→ **Data for this exercise**:
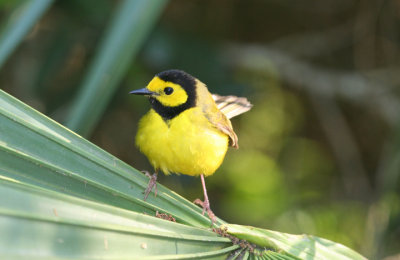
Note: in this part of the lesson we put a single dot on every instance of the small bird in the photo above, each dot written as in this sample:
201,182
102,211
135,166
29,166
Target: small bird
187,130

→ **What you need to do**: Without the pictures, print the records in full, exactly as they appear.

→ **Output for this exercise**:
Note: in this part of the lesson we put a single dot on every instance of the small bird in the photo above, each dot written as in this sample:
201,182
102,211
135,166
29,166
Target: small bird
187,130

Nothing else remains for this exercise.